• INSTRUCTIONS FOR THE TASK
Print the line containing "Query: brown dog" and all lines after it, unchanged, through the end of the data. Leave the pictures out.

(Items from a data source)
*** Begin section ***

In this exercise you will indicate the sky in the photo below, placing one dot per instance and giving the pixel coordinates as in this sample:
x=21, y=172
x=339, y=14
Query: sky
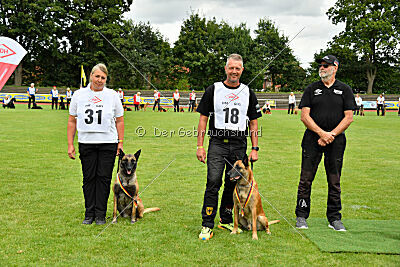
x=290, y=17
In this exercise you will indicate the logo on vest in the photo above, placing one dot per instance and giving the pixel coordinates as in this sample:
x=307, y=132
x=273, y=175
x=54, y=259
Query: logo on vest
x=95, y=100
x=5, y=51
x=318, y=92
x=232, y=97
x=302, y=203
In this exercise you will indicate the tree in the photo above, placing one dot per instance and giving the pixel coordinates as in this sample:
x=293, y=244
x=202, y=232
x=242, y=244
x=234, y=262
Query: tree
x=372, y=30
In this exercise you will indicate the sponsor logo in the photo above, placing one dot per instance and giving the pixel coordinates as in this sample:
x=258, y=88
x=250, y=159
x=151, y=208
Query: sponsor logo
x=209, y=210
x=338, y=92
x=95, y=100
x=232, y=97
x=318, y=92
x=5, y=51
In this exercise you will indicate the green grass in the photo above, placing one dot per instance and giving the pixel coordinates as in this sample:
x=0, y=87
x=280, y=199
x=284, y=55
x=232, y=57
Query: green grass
x=41, y=195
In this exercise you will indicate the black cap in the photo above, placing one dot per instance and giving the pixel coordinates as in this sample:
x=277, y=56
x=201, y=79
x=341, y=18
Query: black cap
x=329, y=59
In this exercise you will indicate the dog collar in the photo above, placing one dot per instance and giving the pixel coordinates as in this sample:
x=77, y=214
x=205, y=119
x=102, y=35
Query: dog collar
x=247, y=199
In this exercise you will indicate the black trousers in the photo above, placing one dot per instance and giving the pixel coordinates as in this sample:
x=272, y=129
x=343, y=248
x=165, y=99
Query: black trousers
x=176, y=105
x=333, y=161
x=157, y=102
x=291, y=107
x=218, y=151
x=380, y=107
x=54, y=101
x=97, y=166
x=31, y=99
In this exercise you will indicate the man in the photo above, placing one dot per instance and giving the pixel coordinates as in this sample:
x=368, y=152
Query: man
x=292, y=102
x=54, y=97
x=380, y=105
x=121, y=95
x=192, y=100
x=31, y=95
x=229, y=105
x=176, y=96
x=358, y=104
x=327, y=111
x=157, y=97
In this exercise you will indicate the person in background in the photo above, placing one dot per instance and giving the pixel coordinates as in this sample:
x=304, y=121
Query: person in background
x=176, y=97
x=97, y=114
x=380, y=105
x=31, y=95
x=358, y=100
x=136, y=101
x=292, y=102
x=54, y=97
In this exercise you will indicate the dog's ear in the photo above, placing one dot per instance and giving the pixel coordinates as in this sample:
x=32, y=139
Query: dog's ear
x=121, y=154
x=137, y=154
x=245, y=160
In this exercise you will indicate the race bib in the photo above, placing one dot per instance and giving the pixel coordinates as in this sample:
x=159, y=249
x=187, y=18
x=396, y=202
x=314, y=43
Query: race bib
x=94, y=112
x=230, y=107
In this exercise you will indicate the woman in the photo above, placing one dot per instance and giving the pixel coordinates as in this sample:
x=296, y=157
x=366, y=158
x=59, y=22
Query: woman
x=97, y=113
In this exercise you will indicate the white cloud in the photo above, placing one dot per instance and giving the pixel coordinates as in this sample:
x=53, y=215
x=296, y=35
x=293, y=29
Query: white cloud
x=290, y=17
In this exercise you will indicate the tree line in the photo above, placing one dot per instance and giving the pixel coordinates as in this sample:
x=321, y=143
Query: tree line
x=62, y=35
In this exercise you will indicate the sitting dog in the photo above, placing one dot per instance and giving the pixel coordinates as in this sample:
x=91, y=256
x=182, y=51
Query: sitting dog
x=248, y=211
x=126, y=189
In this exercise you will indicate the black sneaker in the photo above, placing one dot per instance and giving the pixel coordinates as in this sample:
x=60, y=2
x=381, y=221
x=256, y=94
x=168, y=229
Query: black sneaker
x=301, y=223
x=337, y=226
x=88, y=220
x=100, y=220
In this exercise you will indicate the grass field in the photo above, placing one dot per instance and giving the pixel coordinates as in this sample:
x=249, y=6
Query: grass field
x=41, y=195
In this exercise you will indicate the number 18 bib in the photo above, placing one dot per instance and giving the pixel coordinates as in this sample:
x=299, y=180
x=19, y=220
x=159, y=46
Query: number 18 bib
x=230, y=107
x=94, y=111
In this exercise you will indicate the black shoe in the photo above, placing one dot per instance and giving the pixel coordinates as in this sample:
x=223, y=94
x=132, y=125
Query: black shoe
x=100, y=220
x=88, y=220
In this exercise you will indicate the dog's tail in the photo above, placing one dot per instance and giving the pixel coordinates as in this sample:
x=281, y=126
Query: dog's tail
x=272, y=222
x=151, y=210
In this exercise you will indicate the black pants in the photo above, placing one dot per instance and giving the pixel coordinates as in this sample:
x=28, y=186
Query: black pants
x=380, y=107
x=176, y=105
x=31, y=99
x=333, y=160
x=218, y=151
x=97, y=166
x=291, y=107
x=54, y=101
x=157, y=102
x=191, y=105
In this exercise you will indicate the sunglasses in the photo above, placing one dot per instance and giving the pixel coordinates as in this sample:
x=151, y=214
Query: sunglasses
x=324, y=65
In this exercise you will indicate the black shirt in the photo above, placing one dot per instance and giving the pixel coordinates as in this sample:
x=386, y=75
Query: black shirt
x=328, y=104
x=206, y=108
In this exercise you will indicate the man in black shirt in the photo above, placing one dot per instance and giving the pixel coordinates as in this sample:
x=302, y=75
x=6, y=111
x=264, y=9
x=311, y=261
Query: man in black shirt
x=327, y=111
x=228, y=106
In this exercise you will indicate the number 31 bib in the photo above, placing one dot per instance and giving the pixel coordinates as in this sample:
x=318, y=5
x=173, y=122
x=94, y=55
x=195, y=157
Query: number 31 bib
x=230, y=107
x=94, y=111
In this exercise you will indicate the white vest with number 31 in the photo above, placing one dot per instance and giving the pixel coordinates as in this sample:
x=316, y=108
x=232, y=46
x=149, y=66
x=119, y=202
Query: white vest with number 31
x=230, y=107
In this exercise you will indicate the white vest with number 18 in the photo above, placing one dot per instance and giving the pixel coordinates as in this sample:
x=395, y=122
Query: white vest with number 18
x=230, y=107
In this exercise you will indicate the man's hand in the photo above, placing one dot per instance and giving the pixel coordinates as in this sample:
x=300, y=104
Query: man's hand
x=253, y=155
x=201, y=155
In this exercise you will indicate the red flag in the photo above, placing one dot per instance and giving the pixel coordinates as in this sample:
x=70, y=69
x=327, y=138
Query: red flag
x=11, y=54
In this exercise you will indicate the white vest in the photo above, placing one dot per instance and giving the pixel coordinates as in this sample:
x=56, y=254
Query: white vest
x=230, y=107
x=94, y=111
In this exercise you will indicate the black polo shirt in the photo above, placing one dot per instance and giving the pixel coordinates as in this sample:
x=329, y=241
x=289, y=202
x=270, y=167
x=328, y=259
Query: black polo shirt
x=206, y=108
x=328, y=104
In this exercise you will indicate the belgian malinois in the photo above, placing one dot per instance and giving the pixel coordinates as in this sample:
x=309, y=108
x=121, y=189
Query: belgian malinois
x=126, y=188
x=248, y=211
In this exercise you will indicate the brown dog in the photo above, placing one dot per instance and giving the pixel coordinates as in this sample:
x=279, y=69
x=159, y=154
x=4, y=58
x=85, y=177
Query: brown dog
x=126, y=188
x=248, y=210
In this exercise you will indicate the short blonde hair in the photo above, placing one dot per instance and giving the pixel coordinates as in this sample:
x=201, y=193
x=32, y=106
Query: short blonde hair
x=100, y=67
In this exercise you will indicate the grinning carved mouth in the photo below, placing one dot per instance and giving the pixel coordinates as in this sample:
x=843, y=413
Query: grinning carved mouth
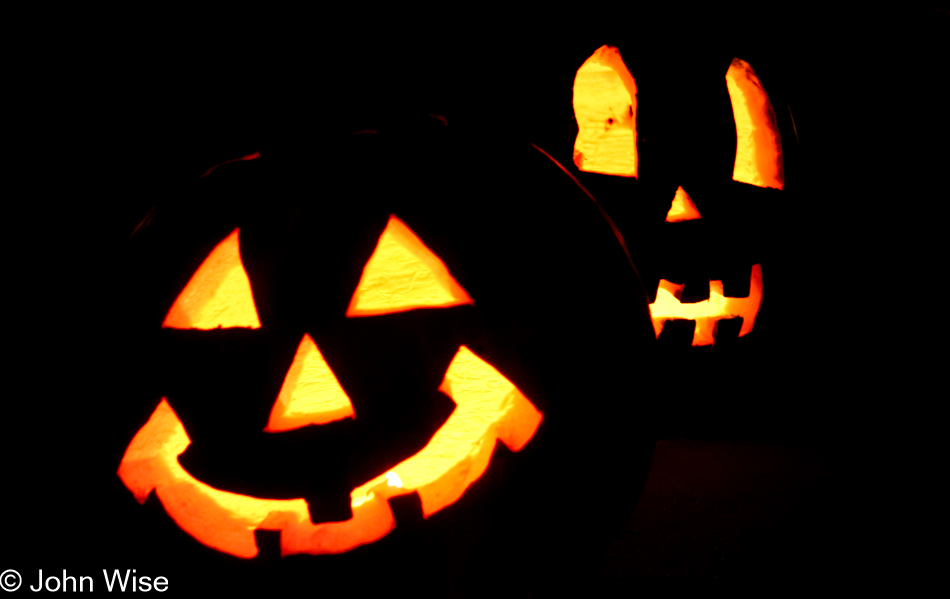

*** End section ***

• EXERCISE RESPONSE
Query: brown dog
x=126, y=188
x=248, y=210
In this exercise you will indicate the short blonde hair in the photo above, placing one dot per instance and giving the pixel coordinates as in this sample:
x=201, y=193
x=32, y=106
Query: short blonde hair
x=100, y=67
In this exercise you will indicate the grinning carved mouth in the photo below, placing one dot per instance and giving the pixel coordinates as in this sample:
x=843, y=413
Query: grinning carved mouth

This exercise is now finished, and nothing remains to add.